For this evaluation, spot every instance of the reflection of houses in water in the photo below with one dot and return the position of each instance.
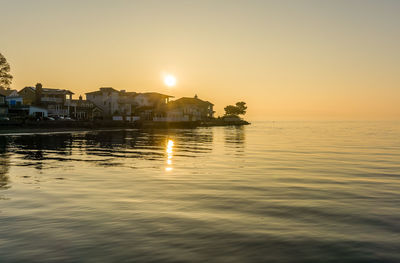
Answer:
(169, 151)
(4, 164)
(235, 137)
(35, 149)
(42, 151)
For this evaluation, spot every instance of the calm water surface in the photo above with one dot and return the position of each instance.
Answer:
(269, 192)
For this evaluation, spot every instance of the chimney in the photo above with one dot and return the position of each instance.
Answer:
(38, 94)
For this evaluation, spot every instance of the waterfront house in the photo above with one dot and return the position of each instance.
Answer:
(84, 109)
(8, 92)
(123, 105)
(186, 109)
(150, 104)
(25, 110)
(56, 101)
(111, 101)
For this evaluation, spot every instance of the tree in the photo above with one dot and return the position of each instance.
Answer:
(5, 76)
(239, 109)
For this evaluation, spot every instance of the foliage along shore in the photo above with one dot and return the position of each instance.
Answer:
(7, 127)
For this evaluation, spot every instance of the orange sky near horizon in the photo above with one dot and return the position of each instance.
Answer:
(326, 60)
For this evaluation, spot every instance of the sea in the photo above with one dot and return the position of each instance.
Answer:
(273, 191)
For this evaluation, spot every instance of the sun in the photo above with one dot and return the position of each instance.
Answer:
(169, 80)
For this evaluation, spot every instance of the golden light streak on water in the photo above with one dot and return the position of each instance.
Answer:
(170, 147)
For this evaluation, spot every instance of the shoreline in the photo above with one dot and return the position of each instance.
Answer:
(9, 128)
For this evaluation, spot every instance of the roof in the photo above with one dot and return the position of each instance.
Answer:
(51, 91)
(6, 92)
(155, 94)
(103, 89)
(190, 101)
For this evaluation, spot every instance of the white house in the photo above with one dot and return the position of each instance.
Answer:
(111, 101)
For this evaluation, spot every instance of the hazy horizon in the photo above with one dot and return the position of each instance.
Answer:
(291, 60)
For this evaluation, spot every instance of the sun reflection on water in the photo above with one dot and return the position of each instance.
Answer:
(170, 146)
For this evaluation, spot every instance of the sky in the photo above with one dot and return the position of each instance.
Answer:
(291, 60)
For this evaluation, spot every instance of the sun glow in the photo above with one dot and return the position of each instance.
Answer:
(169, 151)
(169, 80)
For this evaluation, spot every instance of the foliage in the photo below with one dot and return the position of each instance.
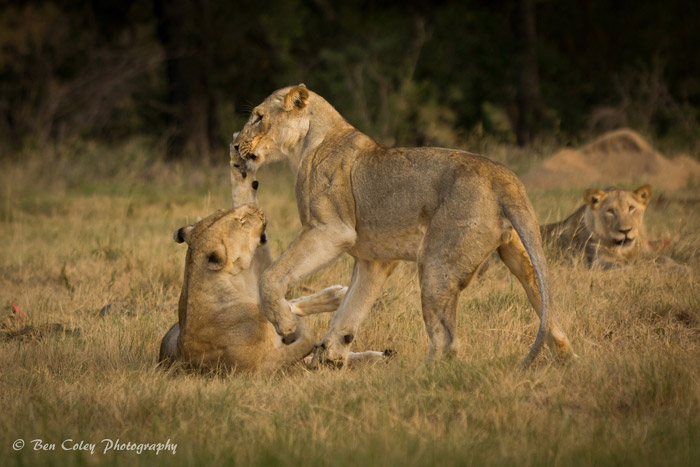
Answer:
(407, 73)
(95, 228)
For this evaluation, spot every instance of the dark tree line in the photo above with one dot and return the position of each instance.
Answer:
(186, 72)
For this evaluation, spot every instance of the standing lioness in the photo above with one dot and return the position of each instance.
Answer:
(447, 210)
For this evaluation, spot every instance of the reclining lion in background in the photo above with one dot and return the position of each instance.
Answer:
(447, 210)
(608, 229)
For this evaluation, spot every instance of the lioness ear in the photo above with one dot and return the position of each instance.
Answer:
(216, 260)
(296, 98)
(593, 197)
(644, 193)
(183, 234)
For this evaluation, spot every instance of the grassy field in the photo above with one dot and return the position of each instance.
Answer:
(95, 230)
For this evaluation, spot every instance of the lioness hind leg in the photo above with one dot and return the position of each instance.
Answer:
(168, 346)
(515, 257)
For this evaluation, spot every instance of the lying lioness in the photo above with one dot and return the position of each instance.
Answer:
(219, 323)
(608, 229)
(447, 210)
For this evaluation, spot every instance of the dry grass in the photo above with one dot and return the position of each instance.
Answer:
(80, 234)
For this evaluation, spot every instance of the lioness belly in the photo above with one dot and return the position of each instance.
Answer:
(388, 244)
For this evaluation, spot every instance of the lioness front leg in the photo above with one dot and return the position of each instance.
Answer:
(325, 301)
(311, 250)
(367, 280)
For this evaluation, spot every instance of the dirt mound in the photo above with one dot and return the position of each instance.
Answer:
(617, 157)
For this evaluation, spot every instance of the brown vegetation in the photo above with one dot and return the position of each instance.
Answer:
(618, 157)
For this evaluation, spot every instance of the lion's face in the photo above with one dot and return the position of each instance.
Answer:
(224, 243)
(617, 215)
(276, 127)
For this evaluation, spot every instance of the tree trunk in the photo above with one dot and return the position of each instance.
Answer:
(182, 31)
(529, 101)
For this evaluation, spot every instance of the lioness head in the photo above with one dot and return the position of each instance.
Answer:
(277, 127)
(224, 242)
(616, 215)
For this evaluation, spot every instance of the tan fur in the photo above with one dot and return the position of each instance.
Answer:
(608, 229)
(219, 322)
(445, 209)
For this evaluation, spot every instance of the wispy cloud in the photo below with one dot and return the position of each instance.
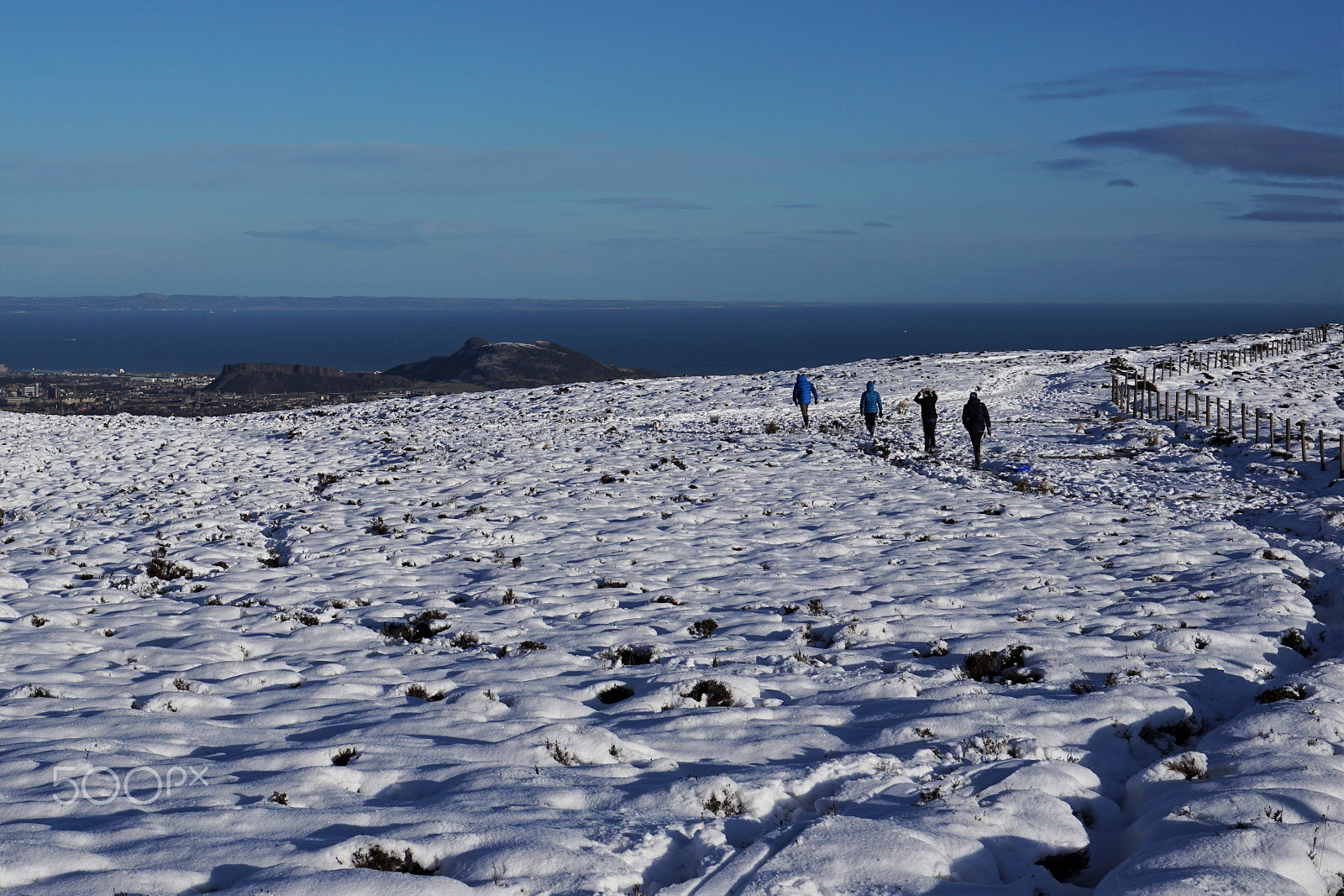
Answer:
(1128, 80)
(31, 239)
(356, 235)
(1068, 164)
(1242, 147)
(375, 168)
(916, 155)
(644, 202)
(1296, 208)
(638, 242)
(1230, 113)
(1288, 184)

- [What is asked]: Extract all the data above exactly, excluding every picture.

- [Response to the task]:
For this evaluation, spot every instance of the reflection of houses in water in the photo below with one dot and return the position of each instance.
Answer:
(169, 151)
(4, 164)
(235, 137)
(35, 149)
(42, 151)
For this evaluation, spot every instance of the calm water surface in the photo above with one dot and return the position of each instance.
Answer:
(269, 192)
For this evaluation, spot every instance of the chimney in the photo above with one dot and return the position of each instance.
Answer:
(38, 94)
For this evaluation, spot every instance of the waterfront house in the photo above with one dot and return the position of each instance.
Answer:
(84, 109)
(8, 92)
(123, 105)
(186, 109)
(150, 104)
(25, 110)
(56, 101)
(111, 101)
For this evaluation, spot every instance of the tree in the photo above with one dot and return the position of each instance.
Answer:
(5, 76)
(239, 109)
For this evaluation, spot every instance of the foliage along shore in the photo above with one dot and return the position of each instance.
Answer:
(7, 127)
For this evaluation, spot every instance of the orange sky near horizon in the photo above with one dot and return the position of each instance.
Answer:
(326, 60)
For this evaluation, spot every instance of the sea in the photo above with one dot and return the position of each instance.
Answer:
(273, 191)
For this evaluation, spot every instance of the sun in the photo above with one dot and return the position of each instance.
Answer:
(169, 80)
For this evaluation, spot every instance of the golden light streak on water in the photo above with one dot and return the position of each instance.
Answer:
(170, 147)
For this evaluation, spot every instance of the shoreline in the photo above with one dot and return the position of each instance.
Answer:
(9, 128)
For this evaluation, spot every instance of the roof in the photo above with one dot and return the position of each instance.
Answer:
(51, 91)
(6, 92)
(155, 94)
(103, 89)
(190, 101)
For this evaluation, spot every instance of the white house in the photo above with one dot and return the position of each instance.
Answer:
(111, 101)
For this evaluation, spot every instance of the hazy horizon in the photo above with one dot and return the position of each instance.
Answer:
(291, 60)
For this evaluation, spot every instance of the sun reflection on water in the photo above with one dot and return the position of each instance.
Answer:
(170, 146)
For this evaluation, spot every instance of the sky in the photo above with one dot and return the position of each instance.
Answer:
(291, 60)
For this evaluation, spot every instance of the sun glow in the photo above with one dot and return the position of each instance.
Answer:
(169, 151)
(169, 80)
For this evaluation, spot every instance of the foliage in the photo below with one dot and return the position of each instance.
Answer:
(407, 73)
(95, 228)
For this evaluation, spot every instance of the dark tree line in the photo above with one dot and return the position of each instance.
Answer:
(186, 72)
For this evaluation, spot every instance of the standing lioness in the photo above with one dot and return the position of each instance.
Answer:
(447, 210)
For this evaluation, spot every instance of the reclining lion in background in the photo above with one dot and return the position of each instance.
Answer:
(447, 210)
(608, 229)
For this evaluation, spot every instance of the lioness ear in the photo above with one dot and return the position of each instance.
Answer:
(216, 260)
(296, 98)
(593, 197)
(644, 193)
(183, 234)
For this evaluation, spot every instance of the grassy field in the photo above with one dot and return the position of each instance.
Answer:
(95, 230)
For this evaluation, spot every instance of the lioness hind leg in the photo above with one dot and return the position of each instance.
Answer:
(168, 346)
(515, 257)
For this evaluation, spot every instance of the lying lioness in the photo above with one dot and return the position of each instance.
Answer:
(219, 323)
(608, 229)
(447, 210)
For this evaluation, spot every instance of the dry grass in the photo above with one dot and return the position of each instance.
Answer:
(80, 234)
For this evaluation, spot every instance of the lioness belly in the photo above with one dot and return the position of each instance.
Answer:
(388, 244)
For this evaluation, spot every instance of the lioness front leg in the photo above with one dot and return the position of each instance.
Answer:
(325, 301)
(311, 250)
(367, 280)
For this evaluation, spot every instance of the dirt mound in the photo above with one dot and return the position of each instance.
Answer:
(617, 157)
For this evaluation, spot every instance of the brown vegetation in the photo above with one dot and return the position of each instance.
Answer:
(618, 157)
For this evaluation, spot every instance of the lion's face in the photo above with one dot and return the position of each instance.
Answer:
(224, 243)
(617, 215)
(276, 127)
For this evaluation, spot every instance of the tree trunk in the photo above with one dot and return the position of each instance.
Answer:
(182, 31)
(529, 101)
For this evaluation, spot every instance of the lioness head in the photo above with one dot and return the position of each instance.
Answer:
(277, 127)
(224, 242)
(616, 215)
For this evaluation, spot every instance of the tan fur in the photo above with one dot and return the position of each instance.
Answer:
(608, 229)
(219, 322)
(445, 209)
For this evaluation, spot every instance of the wispy cloud in the photo below with one dot and return the position of each instance.
Answer:
(1128, 80)
(31, 239)
(356, 235)
(1068, 164)
(1242, 147)
(375, 168)
(916, 155)
(644, 202)
(1296, 208)
(638, 242)
(1230, 113)
(1288, 184)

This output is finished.